Task directions =>
Each line below must be printed again exactly.

Records provided =>
########################################

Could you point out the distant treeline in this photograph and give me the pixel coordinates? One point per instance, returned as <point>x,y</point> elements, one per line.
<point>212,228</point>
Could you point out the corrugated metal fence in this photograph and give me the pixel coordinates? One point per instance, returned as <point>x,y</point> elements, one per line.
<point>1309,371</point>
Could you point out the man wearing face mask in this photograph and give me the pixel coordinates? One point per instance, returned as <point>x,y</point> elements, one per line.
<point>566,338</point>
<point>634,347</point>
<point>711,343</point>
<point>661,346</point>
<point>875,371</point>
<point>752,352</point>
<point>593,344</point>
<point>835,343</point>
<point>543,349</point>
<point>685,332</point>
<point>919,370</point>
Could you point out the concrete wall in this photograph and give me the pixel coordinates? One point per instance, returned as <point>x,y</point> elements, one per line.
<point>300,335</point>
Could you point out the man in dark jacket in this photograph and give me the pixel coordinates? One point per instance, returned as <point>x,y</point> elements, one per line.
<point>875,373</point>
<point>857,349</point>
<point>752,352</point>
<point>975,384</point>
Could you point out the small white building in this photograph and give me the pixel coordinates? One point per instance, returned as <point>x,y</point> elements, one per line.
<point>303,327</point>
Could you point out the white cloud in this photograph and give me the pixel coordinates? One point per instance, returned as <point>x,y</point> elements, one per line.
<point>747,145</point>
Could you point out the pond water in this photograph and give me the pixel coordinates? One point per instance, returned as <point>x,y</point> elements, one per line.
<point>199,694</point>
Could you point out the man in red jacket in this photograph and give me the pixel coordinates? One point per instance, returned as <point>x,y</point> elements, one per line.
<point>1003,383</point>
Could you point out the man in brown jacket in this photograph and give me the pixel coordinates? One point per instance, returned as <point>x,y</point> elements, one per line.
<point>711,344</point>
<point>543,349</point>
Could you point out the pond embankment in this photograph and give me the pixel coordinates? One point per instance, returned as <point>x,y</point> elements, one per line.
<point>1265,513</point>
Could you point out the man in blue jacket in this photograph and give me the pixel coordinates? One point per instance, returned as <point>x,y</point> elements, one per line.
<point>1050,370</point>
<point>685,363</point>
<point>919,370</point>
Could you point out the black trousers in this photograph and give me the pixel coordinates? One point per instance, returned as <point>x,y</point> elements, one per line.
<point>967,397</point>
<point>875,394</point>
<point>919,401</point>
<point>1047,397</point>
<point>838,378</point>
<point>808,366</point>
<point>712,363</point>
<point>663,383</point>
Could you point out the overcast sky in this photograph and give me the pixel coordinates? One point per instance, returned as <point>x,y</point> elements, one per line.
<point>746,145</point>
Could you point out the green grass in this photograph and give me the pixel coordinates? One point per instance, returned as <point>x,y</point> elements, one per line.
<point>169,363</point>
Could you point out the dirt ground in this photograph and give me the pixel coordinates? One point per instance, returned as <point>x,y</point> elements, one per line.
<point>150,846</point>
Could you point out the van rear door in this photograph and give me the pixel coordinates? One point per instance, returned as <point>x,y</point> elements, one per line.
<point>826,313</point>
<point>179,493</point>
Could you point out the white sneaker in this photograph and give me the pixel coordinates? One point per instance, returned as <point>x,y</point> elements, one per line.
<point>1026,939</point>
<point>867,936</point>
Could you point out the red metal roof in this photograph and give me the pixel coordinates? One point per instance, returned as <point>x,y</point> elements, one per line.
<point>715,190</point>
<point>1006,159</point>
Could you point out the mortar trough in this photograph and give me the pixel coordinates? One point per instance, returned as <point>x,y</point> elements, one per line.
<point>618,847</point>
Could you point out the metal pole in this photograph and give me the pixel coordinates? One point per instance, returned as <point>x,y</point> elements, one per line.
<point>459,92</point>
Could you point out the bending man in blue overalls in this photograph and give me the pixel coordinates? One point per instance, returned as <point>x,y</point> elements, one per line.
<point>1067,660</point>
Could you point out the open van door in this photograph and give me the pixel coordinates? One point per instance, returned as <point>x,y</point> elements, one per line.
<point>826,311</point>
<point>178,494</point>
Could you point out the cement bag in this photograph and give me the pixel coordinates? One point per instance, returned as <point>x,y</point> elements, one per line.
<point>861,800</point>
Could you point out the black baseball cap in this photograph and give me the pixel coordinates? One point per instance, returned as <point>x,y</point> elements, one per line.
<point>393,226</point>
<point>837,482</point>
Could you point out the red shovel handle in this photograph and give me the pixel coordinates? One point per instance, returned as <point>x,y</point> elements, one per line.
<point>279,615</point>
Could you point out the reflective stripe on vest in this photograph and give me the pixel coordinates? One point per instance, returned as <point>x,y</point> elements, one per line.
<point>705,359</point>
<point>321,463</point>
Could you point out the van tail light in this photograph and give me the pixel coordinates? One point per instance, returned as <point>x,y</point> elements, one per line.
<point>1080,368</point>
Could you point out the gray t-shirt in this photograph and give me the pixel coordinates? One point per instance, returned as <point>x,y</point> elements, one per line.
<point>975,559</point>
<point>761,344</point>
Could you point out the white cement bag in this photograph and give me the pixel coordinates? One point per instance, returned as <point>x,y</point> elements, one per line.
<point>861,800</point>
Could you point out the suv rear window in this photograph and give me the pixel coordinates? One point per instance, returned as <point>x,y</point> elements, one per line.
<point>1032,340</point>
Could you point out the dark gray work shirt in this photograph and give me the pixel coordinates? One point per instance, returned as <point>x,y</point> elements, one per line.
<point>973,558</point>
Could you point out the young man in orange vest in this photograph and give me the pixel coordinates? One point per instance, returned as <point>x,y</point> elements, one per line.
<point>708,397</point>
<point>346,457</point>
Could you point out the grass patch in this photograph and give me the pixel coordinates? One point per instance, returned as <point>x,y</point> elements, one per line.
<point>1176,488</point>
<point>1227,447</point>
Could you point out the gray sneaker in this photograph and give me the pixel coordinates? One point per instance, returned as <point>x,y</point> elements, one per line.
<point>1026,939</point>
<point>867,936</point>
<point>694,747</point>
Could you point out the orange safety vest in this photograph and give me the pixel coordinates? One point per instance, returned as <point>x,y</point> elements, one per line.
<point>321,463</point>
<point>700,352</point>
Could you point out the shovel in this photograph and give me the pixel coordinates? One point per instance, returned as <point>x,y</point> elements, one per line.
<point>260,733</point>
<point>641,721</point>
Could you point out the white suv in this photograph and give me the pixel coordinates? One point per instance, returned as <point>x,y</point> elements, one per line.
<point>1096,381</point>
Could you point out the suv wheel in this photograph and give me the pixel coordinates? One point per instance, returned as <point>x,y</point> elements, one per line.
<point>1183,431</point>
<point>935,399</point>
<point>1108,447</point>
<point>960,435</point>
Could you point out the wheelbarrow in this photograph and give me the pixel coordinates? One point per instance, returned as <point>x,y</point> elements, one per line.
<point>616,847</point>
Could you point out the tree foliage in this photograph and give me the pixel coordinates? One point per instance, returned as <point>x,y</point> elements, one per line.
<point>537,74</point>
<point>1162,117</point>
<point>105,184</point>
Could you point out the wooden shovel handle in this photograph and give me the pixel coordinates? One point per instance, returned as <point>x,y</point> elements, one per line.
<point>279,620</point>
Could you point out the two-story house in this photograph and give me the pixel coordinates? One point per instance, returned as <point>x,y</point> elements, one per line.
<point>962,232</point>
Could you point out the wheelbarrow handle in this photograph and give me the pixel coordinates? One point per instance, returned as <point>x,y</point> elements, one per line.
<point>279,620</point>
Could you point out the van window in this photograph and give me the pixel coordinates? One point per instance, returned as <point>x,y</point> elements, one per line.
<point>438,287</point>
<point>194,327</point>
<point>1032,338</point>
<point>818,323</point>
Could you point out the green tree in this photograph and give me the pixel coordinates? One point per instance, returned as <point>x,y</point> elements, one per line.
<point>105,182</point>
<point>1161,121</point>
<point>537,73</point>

########################################

Result =>
Could you point out the distant treeline in this photograph and give me the pixel coordinates? One point per instance, returned as <point>x,y</point> elements, one per line.
<point>212,228</point>
Could you point out the corrugated metal fence in this photograph and give me the pixel coordinates? One point per instance, returned as <point>x,y</point> elements, one per line.
<point>1309,371</point>
Could you point out the man wearing face mask in this photograph and give me the pixel coordinates? One point per instance, returned as <point>x,y</point> elements, one per line.
<point>566,338</point>
<point>634,347</point>
<point>711,343</point>
<point>661,346</point>
<point>875,371</point>
<point>752,352</point>
<point>593,344</point>
<point>835,343</point>
<point>543,349</point>
<point>685,332</point>
<point>919,370</point>
Could you point out the concrete wall in this photograph and give me the pixel coordinates? One point per instance, returned as <point>x,y</point> elements, one per line.
<point>300,335</point>
Could you point out the man in dark jacket in this photograph and give me the pixel coordinates? One point per instance, returned as <point>x,y</point> elements, one per line.
<point>875,373</point>
<point>857,349</point>
<point>752,352</point>
<point>975,384</point>
Could you point out the small white building in this photograph and give me the pixel coordinates? One point per instance, returned as <point>x,y</point> elements, one per line.
<point>303,327</point>
Could you point out the white cloud in this photograph and give me the pixel coordinates? One point per instance, returned as <point>x,y</point> elements, one per line.
<point>747,145</point>
Could you point out the pond water in this photograph and give me the pixel coordinates? One point per instance, returned as <point>x,y</point> elements, one per line.
<point>199,694</point>
Could you point out the man in red jacket in this photograph and give me the pixel coordinates? One point per instance, returned as <point>x,y</point> elements, one per line.
<point>1003,383</point>
Could you point out the man in brown jacket in this photograph and give me the pixel coordinates? One point per instance, returned as <point>x,y</point> elements, one per line.
<point>711,344</point>
<point>543,349</point>
Could you point out the pond embankment in this photograph and give me the pixel coordinates? One point per instance, returned as <point>x,y</point> elements, one per line.
<point>1265,513</point>
Could you point out the man in blue jacket in this photograph and give me the pixel coordinates? One point per instance, returned as <point>x,y</point> elements, one per line.
<point>1050,370</point>
<point>685,363</point>
<point>919,370</point>
Could you point out the black trousers in this photograph and give me the pixel coordinates? One point per instance, returned as <point>x,y</point> elements, one per line.
<point>967,397</point>
<point>875,394</point>
<point>919,401</point>
<point>1047,397</point>
<point>838,378</point>
<point>808,366</point>
<point>712,363</point>
<point>663,383</point>
Could you point out the overcast sky in this photograph and give me the pixel coordinates? One point per instance, returned as <point>x,y</point> elements, one per line.
<point>746,145</point>
Could you point out the green grass in this photograph and give me the pixel coordinates? One point per instance, returned as <point>x,y</point> elements, one per line.
<point>169,363</point>
Could you point out the dirt ground in this photograph and give me the pixel coordinates? One point per instance, returned as <point>x,y</point> elements, one per line.
<point>150,846</point>
Could you point out the van rear door in this photograph and give me the pixel coordinates? One point per instance, returned as <point>x,y</point> elements, one per line.
<point>826,313</point>
<point>179,493</point>
Could you point out the white sneaker in this photograph and give me the pixel coordinates? One point per instance, returned as <point>x,y</point> elements, one per line.
<point>1026,939</point>
<point>867,936</point>
Could you point out the red metal roof in this photograph and give me the pixel coordinates? One point per instance, returned as <point>x,y</point> elements, one per line.
<point>715,190</point>
<point>1006,159</point>
Could you point out the mortar trough in this photograph and give me the pixel coordinates? One point per instance, returned as <point>x,y</point> elements, one per line.
<point>618,847</point>
Could you point out the metal pole in this photograph and give me the pixel coordinates? One point per instance, returned as <point>x,y</point> elements, one per line.
<point>459,92</point>
Could you point out the bending man in blue overalls in this photograph and give me the pixel coordinates? One point per instance, returned as <point>x,y</point> elements, one per line.
<point>1067,660</point>
Could you point out the open van door in this photograph and give me the pixel coordinates? One point per instance, returned as <point>x,y</point> elements, one per line.
<point>826,311</point>
<point>178,494</point>
Could you point out the cement bag in this photograph and give me the pixel coordinates? One point per instance, returned as <point>x,y</point> elements, one per line.
<point>861,800</point>
Could you point out the black baseball cap in this photograph and give me the pixel coordinates? One point per instance, returned as <point>x,y</point> elements, one per line.
<point>393,226</point>
<point>837,482</point>
Could you point out the red shovel handle in this photograph and give me the pixel coordinates? One point per instance, returned as <point>x,y</point> elements, one per line.
<point>279,615</point>
Could you point out the reflective stripe on vest in this photograph and give me the pixel coordinates? One point per instance, returned as <point>x,y</point> elements, one per line.
<point>705,359</point>
<point>321,463</point>
Could you point out the van tail light in this photograph and give me the pixel coordinates? One point per instance, returned as <point>x,y</point> elements, one per line.
<point>1080,368</point>
Could you point out the gray t-shirt in this photograph and give me the pixel coordinates? One point per instance, returned as <point>x,y</point> elements, one per line.
<point>975,559</point>
<point>761,344</point>
Could you point out the white cement bag in this photograph and give me the pixel coordinates? One point per instance, returned as <point>x,y</point> elements, one per line.
<point>861,800</point>
Could you point out the suv rear window in this photograph and give me the pixel coordinates? One point per instance, returned as <point>x,y</point> elements, one per line.
<point>1032,340</point>
Could you point out the dark gray work shirt in this photograph and give me the pixel coordinates? One point per instance, returned as <point>x,y</point> elements, one per line.
<point>973,558</point>
Could you point out the young man in orange vest in this photograph and give me the pixel coordinates? One point per instance, returned as <point>x,y</point> elements, one per line.
<point>708,397</point>
<point>346,457</point>
Could you point out the grass patch in this photograph and give me the pixel coordinates? One point per instance, returned as <point>x,y</point> elements, one per line.
<point>1176,488</point>
<point>1227,447</point>
Could you point out the gray sneaker in this photograph and give me the pixel coordinates? One point per instance, returned as <point>x,y</point> elements, one per line.
<point>1026,939</point>
<point>867,936</point>
<point>694,747</point>
Could you point out the orange safety vest in this photograph and give me the pixel coordinates? One point per instance, returned as <point>x,y</point> elements, one per line.
<point>321,463</point>
<point>700,352</point>
Could you point out the shovel in this photograph and give me the pixel coordinates? One point per instance, returned as <point>x,y</point> elements, one per line.
<point>260,733</point>
<point>641,721</point>
Could you point out the white suv in this photograph and give me the pixel coordinates? One point per instance, returned as <point>x,y</point> elements, one per line.
<point>1096,381</point>
Could you point out the suv wheel in this photograph and give me the pixel coordinates? One point per instance, returned as <point>x,y</point> elements, one per line.
<point>1183,431</point>
<point>935,399</point>
<point>1108,447</point>
<point>960,435</point>
Could you point out the wheelbarrow in this photograph and give me the pixel coordinates? One point per instance, returned as <point>x,y</point> elements, one per line.
<point>616,847</point>
Could you point out the tree foliage in this photograph and give me the pixel coordinates? One point per instance, returned as <point>x,y</point> elements, one per line.
<point>537,74</point>
<point>1162,117</point>
<point>105,184</point>
Could you point out the wooden shovel handle in this photograph and give me the pixel coordinates? One point per instance, returned as <point>x,y</point> elements, one per line.
<point>279,620</point>
Could you point out the two-story house in this photograph and give me the pixel coordinates? One point per instance, returned as <point>x,y</point> elements, one per line.
<point>962,232</point>
Could you point out the wheelbarrow handle in this photograph and give me the pixel coordinates? One point per instance, returned as <point>x,y</point> elements, one per line.
<point>279,620</point>
Could you point out the van window in this photograph and give me the pixel coordinates? One point per instance, returned as <point>x,y</point> elements, one per line.
<point>438,287</point>
<point>194,327</point>
<point>1032,338</point>
<point>818,323</point>
Could you point out the green tree in this photograph and give me the pixel coordinates? One point per instance, returned as <point>x,y</point> elements, one per line.
<point>105,182</point>
<point>1161,121</point>
<point>537,73</point>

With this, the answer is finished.